(EXTRACTED TEXT)
Imagine if you could end up in court, just for doing your job. That is the daily experience of the men and women who provide abortion in NSW and Queensland.
A new study of abortion providers in the two states found they live in fear that their work, performing what is one of the most common medical procedures in the country, could land them in court.
As one NSW practitioner put it: “The bottom line is, for me, working here in a public institution, looking after women who don’t have anywhere else to go, that’s what my job is ... and at some stage, I will be in court, I think. No doubt.
The situation is made all the worse by the fact that screening for chromosomal abnormalities, such as Down syndrome, is routinely offered to women; the guidelines from our peak medical body, the National Health and Medical Research Council, instruct GPs to offer the tests to every single pregnant woman they treat.
But this is all despite the fact that if a problem is found, they could face criminal prosecution if they terminate the pregnancy on that basis.
While they say that before testing doctors should have a “full discussion” with women about the implications of the possible results, including methods of termination, the woeful state of abortion laws in some parts of Australia are basically ignored.
Nowhere does it mention, for example, that a woman in NSW is only allowed to proceed with an abortion if having the child would present a serious threat to her life or mental health.
Or that NSW law outright bans abortion, and it is only the decisions of judges in various cases over the years that have broadened the occasions when it can be provided.
That’s because doctors feel that if the woman does decided to have a termination they must “construct a case” to show the abortion is legal, says Kirsten Black, a doctor and senior lecturer at the University of Sydney who co-authored the research paper.
“Doctors feel they have to create a case for mental illness, essentially,” she says. “Women in NSW are offered screening ... but once they are diagnosed with a foetal abnormality, there is no easy pathway for them to terminate the pregnancy.”
If they decide to terminate the pregnancy before 20 weeks, there is usually little impediment to them getting the procedure. But after 20 weeks hospital ethics panels start getting involved, and the process becomes harder.
The result of all these hoops, Black says, is that there are huge inequalities between the access women have to abortion.
“The vast majority have to go private,” she says. “I think there’s really big inequality of access, both between rural areas and urban areas ... you have to pay and it’s expensive”.
Yet abortion is one of the most common medical procedures in Australia, with Black estimating about 70,000 are performed every year.
Over the course of her lifetime, one in four women will have an abortion.
“It’s important, it’s a common health issue and there should be more access to publicly funded services,” she says.
So we have laws, in NSW and Queensland, that are essentially making liars out of doctors, criminals out of women who want to act on the results of a test the government says they should be offered. And is furthering the health disparities between rich and poor, city and country.
Victoria changed their abortion laws back in 2008, and the sky didn’t fall in. The ACT changed theirs back in 2002.
Why can’t NSW and Queensland catch up?

(SUPPLIED DATA)
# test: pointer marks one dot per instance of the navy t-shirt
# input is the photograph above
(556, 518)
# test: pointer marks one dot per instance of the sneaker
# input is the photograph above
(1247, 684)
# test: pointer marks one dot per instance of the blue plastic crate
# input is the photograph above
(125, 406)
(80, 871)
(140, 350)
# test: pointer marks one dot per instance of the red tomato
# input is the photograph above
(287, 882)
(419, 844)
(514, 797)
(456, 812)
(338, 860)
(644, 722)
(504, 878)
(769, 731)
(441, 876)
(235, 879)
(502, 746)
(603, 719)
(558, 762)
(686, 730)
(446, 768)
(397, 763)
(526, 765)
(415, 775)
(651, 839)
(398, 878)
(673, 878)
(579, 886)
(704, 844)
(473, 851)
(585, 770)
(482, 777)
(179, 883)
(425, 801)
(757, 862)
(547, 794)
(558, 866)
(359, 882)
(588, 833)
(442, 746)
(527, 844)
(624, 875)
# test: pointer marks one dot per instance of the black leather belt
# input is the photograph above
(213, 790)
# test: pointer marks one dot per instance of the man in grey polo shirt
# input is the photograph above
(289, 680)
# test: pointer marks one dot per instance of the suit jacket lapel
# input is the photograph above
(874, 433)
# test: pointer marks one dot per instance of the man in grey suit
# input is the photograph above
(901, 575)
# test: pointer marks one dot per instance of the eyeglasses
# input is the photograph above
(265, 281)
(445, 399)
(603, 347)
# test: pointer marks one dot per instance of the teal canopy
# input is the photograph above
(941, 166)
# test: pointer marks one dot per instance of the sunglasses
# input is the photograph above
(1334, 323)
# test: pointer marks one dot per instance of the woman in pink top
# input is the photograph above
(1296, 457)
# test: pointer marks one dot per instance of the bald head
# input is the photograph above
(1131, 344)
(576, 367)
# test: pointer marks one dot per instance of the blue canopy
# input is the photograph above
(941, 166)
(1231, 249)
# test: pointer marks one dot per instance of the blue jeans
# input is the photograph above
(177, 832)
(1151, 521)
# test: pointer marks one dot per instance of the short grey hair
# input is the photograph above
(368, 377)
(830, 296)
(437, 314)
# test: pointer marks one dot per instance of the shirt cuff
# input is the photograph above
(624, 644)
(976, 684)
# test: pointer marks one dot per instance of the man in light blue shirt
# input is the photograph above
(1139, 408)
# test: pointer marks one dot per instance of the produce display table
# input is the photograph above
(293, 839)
==
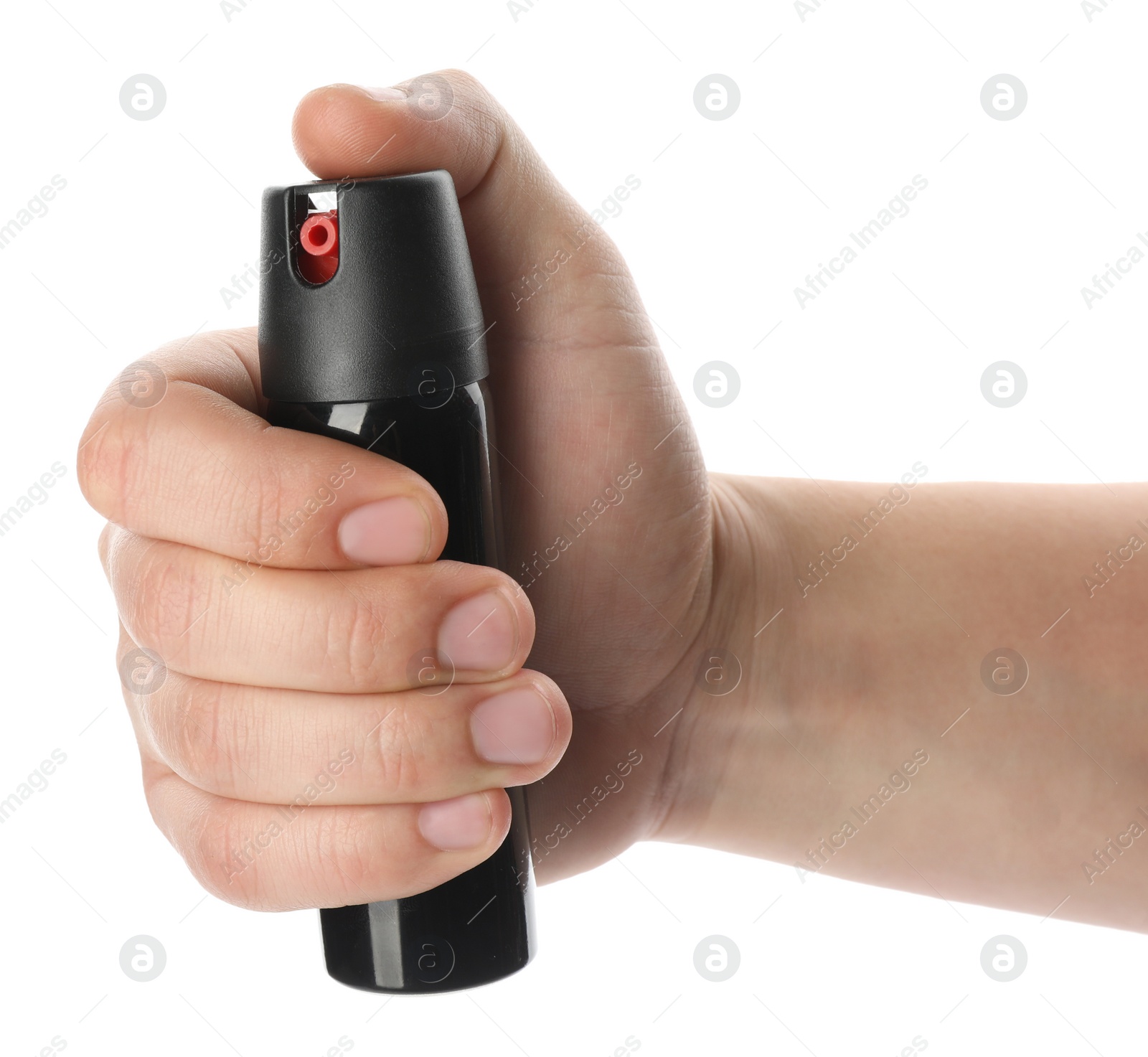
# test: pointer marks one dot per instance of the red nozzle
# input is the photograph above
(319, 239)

(QUESTIONS)
**A.** Rewrite the passage of the article on abortion laws in NSW and Queensland from "Nowhere does it" to "or mental health.", replacing "serious threat" with "grave risk".
**B.** Translate into French the following sentence from the article on abortion laws in NSW and Queensland: "Over the course of her lifetime, one in four women will have an abortion."

(SOLUTIONS BELOW)
**A.**
Nowhere does it mention, for example, that a woman in NSW is only allowed to proceed with an abortion if having the child would present a grave risk to her life or mental health.

**B.** Au cours de sa vie, une femme sur quatre aura recours à un avortement.